**Exercise aim:** Exclude the pictures and retype the entries as written.

Records of labeled points
-- Begin --

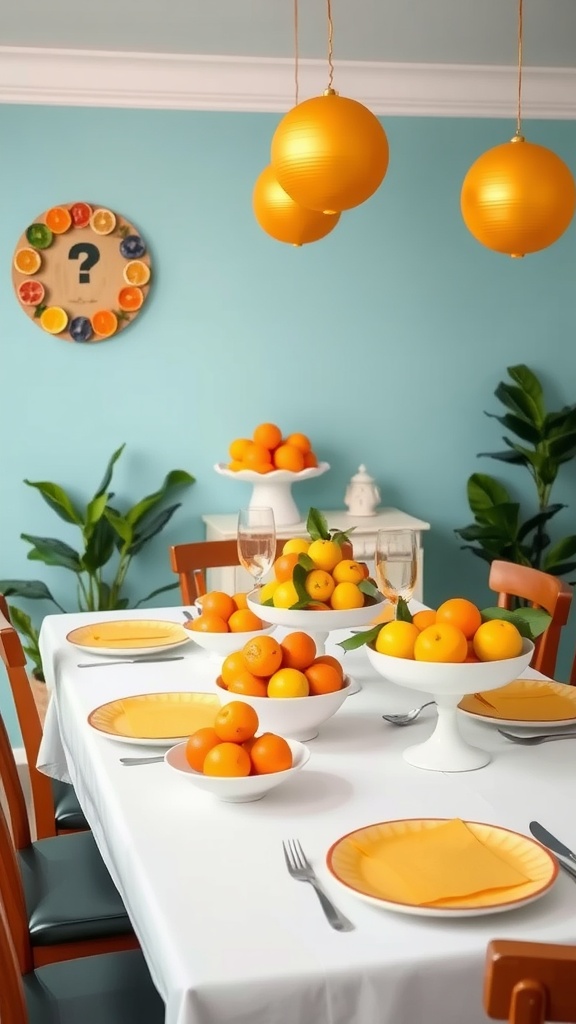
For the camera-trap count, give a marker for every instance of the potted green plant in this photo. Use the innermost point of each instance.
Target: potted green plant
(545, 440)
(110, 540)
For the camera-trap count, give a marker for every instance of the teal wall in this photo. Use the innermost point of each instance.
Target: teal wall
(383, 342)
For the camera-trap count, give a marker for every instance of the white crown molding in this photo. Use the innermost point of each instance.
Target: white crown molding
(166, 81)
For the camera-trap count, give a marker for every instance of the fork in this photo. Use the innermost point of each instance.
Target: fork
(301, 870)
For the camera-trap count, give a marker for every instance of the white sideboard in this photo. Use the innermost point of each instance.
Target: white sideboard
(235, 579)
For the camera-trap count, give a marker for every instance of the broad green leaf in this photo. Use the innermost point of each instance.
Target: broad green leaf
(58, 501)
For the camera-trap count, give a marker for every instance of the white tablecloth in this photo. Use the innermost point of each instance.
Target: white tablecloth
(228, 935)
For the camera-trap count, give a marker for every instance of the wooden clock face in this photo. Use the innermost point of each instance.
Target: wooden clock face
(81, 272)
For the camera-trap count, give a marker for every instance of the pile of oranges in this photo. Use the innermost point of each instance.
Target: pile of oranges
(231, 749)
(224, 613)
(454, 632)
(268, 450)
(268, 668)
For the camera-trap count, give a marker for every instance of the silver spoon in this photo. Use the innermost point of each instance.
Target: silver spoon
(409, 716)
(533, 740)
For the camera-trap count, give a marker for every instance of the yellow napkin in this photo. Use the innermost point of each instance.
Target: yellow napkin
(525, 700)
(438, 866)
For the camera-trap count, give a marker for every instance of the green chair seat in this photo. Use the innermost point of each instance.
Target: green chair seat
(69, 893)
(112, 988)
(68, 812)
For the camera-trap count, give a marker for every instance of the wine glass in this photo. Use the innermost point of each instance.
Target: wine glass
(256, 541)
(396, 562)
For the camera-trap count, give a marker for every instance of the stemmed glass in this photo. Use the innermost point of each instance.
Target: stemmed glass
(256, 541)
(396, 562)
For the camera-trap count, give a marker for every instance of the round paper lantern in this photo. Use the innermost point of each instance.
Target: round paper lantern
(329, 153)
(285, 220)
(518, 198)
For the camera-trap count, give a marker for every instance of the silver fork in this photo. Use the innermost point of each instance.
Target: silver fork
(302, 870)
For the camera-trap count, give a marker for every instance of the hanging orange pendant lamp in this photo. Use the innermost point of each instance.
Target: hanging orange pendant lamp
(518, 198)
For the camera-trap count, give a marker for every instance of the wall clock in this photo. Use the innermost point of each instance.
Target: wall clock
(81, 271)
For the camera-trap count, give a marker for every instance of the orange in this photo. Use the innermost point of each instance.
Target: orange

-- End --

**Worked answer:**
For the camera-trap count, give a marker for every instance of the potted green plant in this photo. Use the innermost point of each instance.
Target: potted green plant
(545, 440)
(110, 540)
For the camera-trap count, give a marker for every instance of the teal wall in this photo. Use the innermost point of each instance.
Target: teal wall
(383, 342)
For the camera-trap count, give a marker for every instance of the white crown molding in this photo. Use the innermost point of each instance.
Target: white crown molding
(166, 81)
For the camera-trap count, give a marker for every instance of the fork in this photo. Use the innermost point of each instance.
Target: fork
(301, 870)
For the camera-trap count, give a marker for every instance of the white sideboard in this photo. Use the innermost point of each instance.
Target: white sideboard
(235, 579)
For the camera-trap count, give a marker for every instance of the broad green leaf in this photo. Use the innermost point of each instance.
Target: broad green leaf
(58, 501)
For the camera-trap count, give a marker for every instance of the white tablecloth in this photo. Use the innermost point of each instance.
Target: white tablecloth
(228, 935)
For the camera-trap count, give a marker for every instance of the wooden clock face in this photo. Use the innermost point of each instance.
Target: wooden clock face
(81, 272)
For the camera-trap count, give a marker for every instance of the pile of oranges in this photo. Use the innermost point of each instance.
Target: pile of oranges
(231, 749)
(224, 613)
(454, 632)
(268, 450)
(268, 668)
For the camera-trap count, give a marker for every instance of the silver spoon in this photo. Use the innermost point of each instance.
Target: silver spoon
(409, 716)
(533, 740)
For the camera-trap count, give a marker for every instance of the yellow napkin in this photo. Use the innermost point of each instance.
Target: yellow napkin
(525, 700)
(438, 866)
For the camera-trap count, give a marker for every instance of the green chair seat in this photo. Use the innermost point of each instance.
Target: green chair seat
(69, 893)
(112, 988)
(68, 812)
For the camera-trap count, give a marker for every instance of the wine glass in this photo. Use the innermost point of each instance.
Target: wine glass
(256, 541)
(396, 562)
For the camera-trap count, give a marker for every instance of the stemmed glass in this photo. Use the innermost point of each instance.
Target: stemmed glass
(256, 541)
(396, 562)
For the camera-trap count, give a marker for every instance of the round paper lantern in this photo. Use the innermost point of each instance.
Target: round paper lantern
(329, 153)
(285, 220)
(518, 198)
For the camera-trap count, give a marker for every instance of the silver fork in this photo. Use the innermost point of each instance.
Target: silver fork
(302, 870)
For the camera-trap count, give a marker for every instance of the hanging orange pendant lamp in this photo. Use the innermost point of each instance.
Target: hanging orange pendant lamp
(518, 198)
For the camera-trap count, give a marker for every instance of the wall clock in this photo. Use the innermost point of each instance.
Target: wall clock
(81, 271)
For the camera-trap count, give a marker for every instance of the orange in this photo. Use the innermost point of each instance.
Target: orange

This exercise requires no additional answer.